Data lines:
=======
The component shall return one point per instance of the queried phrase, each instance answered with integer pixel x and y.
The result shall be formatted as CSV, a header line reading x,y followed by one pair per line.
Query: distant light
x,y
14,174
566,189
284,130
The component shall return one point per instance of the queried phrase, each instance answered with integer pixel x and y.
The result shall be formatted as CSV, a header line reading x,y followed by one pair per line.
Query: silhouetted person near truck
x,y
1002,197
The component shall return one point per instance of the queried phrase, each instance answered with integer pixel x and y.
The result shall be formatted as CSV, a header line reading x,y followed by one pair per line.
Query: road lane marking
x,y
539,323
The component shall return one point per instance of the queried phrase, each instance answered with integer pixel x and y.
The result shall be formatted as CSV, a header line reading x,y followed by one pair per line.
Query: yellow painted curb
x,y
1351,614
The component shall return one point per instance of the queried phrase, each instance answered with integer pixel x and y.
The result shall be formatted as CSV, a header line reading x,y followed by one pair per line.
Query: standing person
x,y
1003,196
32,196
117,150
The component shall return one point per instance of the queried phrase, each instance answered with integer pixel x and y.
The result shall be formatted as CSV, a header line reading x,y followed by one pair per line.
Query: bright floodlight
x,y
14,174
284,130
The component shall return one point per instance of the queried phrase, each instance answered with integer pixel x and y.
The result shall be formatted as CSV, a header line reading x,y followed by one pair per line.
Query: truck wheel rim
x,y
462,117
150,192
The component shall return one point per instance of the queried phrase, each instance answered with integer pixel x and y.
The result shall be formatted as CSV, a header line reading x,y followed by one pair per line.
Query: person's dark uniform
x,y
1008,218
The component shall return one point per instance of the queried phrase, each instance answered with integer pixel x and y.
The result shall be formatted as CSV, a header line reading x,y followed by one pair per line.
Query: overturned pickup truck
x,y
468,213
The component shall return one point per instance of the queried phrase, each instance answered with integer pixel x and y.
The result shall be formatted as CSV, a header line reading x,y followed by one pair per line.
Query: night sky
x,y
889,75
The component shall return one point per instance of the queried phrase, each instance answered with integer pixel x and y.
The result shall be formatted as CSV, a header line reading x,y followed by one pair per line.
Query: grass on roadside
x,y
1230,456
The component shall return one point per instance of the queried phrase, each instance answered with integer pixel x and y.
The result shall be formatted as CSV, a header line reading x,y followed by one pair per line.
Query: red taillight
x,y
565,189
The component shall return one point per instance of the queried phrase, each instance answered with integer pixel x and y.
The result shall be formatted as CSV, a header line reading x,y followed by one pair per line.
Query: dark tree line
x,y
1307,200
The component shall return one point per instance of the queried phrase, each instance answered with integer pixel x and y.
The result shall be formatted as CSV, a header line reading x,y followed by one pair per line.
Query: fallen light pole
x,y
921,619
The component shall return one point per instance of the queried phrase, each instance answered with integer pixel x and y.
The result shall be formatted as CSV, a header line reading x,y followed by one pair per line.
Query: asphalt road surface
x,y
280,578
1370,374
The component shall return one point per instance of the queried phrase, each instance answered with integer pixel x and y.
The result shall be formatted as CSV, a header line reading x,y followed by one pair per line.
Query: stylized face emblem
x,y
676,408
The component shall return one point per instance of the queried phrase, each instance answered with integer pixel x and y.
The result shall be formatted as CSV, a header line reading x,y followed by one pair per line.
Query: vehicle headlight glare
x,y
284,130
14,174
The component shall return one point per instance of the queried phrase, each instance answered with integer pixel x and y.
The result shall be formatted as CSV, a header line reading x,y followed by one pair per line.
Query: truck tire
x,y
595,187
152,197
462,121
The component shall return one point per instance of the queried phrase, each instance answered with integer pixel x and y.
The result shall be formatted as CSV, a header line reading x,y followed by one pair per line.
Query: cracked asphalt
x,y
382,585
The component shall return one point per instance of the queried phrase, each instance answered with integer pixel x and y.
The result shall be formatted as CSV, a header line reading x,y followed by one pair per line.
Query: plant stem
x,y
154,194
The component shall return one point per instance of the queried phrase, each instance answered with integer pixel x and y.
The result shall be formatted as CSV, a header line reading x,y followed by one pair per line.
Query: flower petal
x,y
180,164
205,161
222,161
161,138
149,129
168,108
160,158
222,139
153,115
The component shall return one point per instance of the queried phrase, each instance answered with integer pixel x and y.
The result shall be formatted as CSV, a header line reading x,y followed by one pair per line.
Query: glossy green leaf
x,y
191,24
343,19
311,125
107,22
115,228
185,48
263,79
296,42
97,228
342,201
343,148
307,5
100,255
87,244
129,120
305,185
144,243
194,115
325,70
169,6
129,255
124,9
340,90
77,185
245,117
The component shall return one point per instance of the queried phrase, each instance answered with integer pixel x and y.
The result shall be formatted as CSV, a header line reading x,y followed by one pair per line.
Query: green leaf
=======
What is expected:
Quote all of the entries verbatim.

Worked solution:
The component shall return one point per instance of the queried phrase, each instance answered with integer pixel x and y.
The result shall be formatted as CSV, a header line reading x,y followed by one pair per line.
Query: distant light
x,y
14,174
566,189
284,130
The component shall return one point per instance of the queried phrase, each instance answered with integer pixel x and y.
The result shall be formatted as CSV, a header line reading x,y followed by one pair per line.
Query: silhouetted person near truck
x,y
1002,197
The component shall return one point per instance of the queried phrase, each instance answered with integer pixel x and y.
The result shall be formatted as CSV, a header line reading x,y followed by one pair per line.
Query: road lane marking
x,y
539,323
The component shall return one point per instance of the queried phrase, each instance answered with integer pixel x and y.
The result shall be formatted as CSV, a header line reading x,y followed by one pair per line.
Query: yellow painted curb
x,y
1351,614
The component shall return one point per instance of the queried phrase, each instance answered with integer pixel x and y.
The result shall be formatted as CSV, a header line reading x,y followed by one pair per line.
Query: standing person
x,y
1003,196
32,196
117,150
The component shall return one point per instance of the queried phrase, each instance answered with integer pixel x and y.
The result shall be formatted as CSV, a header line reading x,y followed by one pair per line.
Query: bright floodlight
x,y
14,174
284,130
The component shall return one point per instance of the queried phrase, each instance answered with integer pixel x and y.
The result shall be formatted as CSV, a header line reading x,y followed by one pair per line.
Query: truck wheel rim
x,y
462,117
150,192
The component shall return one point per instance of the queried phrase, each instance answered with integer pixel x and y.
The result shall be formatted as CSV, a header line reading x,y followed by one pair per line.
Query: person's dark uniform
x,y
1008,218
The component shall return one point per instance of the queried phrase, each instance answered with integer pixel x and y.
The result shall be formatted as CSV, a header line reading x,y followed by one pair per line.
Query: overturned pickup truck
x,y
468,213
The component shall return one point per instance of the queried phrase, each instance answered with integer pixel x and y.
The result shall be formatted as CSV, a header line reading x,y followed by one pair per line.
Query: night sky
x,y
889,75
The component shall return one point per instance of the queried phrase, each instance answered with integer pixel x and y.
The result shall be formatted as CSV, a header line reading x,y followed by one pair per line.
Query: grass on roadside
x,y
1230,456
The component shall return one point per instance of the queried phrase, each instance answered with integer pixel x and y.
The result shall be formatted as CSV, a header line reading x,y followed by one pair per line.
Query: red taillight
x,y
565,189
The component shall return one point per instance of the queried phrase, each instance answered with integer pixel x and y.
The result shall be formatted as CSV, a header line reading x,y followed by one pair per line.
Query: dark tree line
x,y
1307,200
The component shall return one point per instance of the queried phrase, each instance answered with integer pixel x and y.
The result shall be formatted as CSV, a header line reading x,y followed by one pair per line.
Query: fallen light pole
x,y
921,619
The component shall return one point per instance of the queried phrase, each instance answered with integer pixel x and y.
The result shall be formatted as CSV, a header line reading x,y followed by one pair per line.
Query: asphalt road surface
x,y
280,578
1370,374
The component shall return one point per instance of the queried phrase, each instance answered with integer pixel x and y.
The result shall be formatted as CSV, a header line reading x,y followed by one pair per line.
Query: stylized face emblem
x,y
676,408
The component shall return one point per instance of the queried phrase, each instance answered with integer pixel x and y.
The result shall be formatted as CSV, a header line reading x,y followed by one pair per line.
Query: vehicle headlight glare
x,y
284,130
14,174
The component shall return one point per instance of the queried phrase, each instance answered with integer pixel x and y.
The result shall be formatted as CSV, a header line reading x,y followed by one pair per line.
Query: truck tire
x,y
595,187
152,197
462,121
The component shall return one point per instance of the queried phrase, each instance answered with integer pixel x and y.
The result shall be formatted as CSV, a header line reading x,y followed by one pair per line.
Query: cracked asphalt
x,y
382,585
The component shall return one point per instance of the queried phrase, each instance answered with integer pixel x and y.
The result shall be formatted as CSV, a header line reading x,y followed by one pair per line.
Query: plant stem
x,y
154,194
The component shall return one point per instance of the queried phrase, each instance answered with integer pixel x and y.
The result shall be formatted as CSV, a header line reading x,y followed by one pair per line.
Query: flower petal
x,y
180,164
205,161
222,161
161,138
149,129
168,108
160,158
222,139
153,115
The component shall return one point per instance of the queried phrase, each instance answered with integer pixel x and y.
The result shall be formatted as CSV, a header line reading x,y followed by one pair per line.
Query: glossy green leaf
x,y
191,24
343,19
311,125
107,22
115,228
185,48
263,79
296,42
97,228
342,201
343,148
307,5
100,255
87,244
129,120
305,185
144,243
194,115
325,70
169,6
129,255
124,9
340,90
77,185
245,117
The component shall return one point per instance of the queried phrase, each instance answered with integer pixel x and y.
The result shall be formatted as CSV, a header line reading x,y followed by one pair per line.
Query: green leaf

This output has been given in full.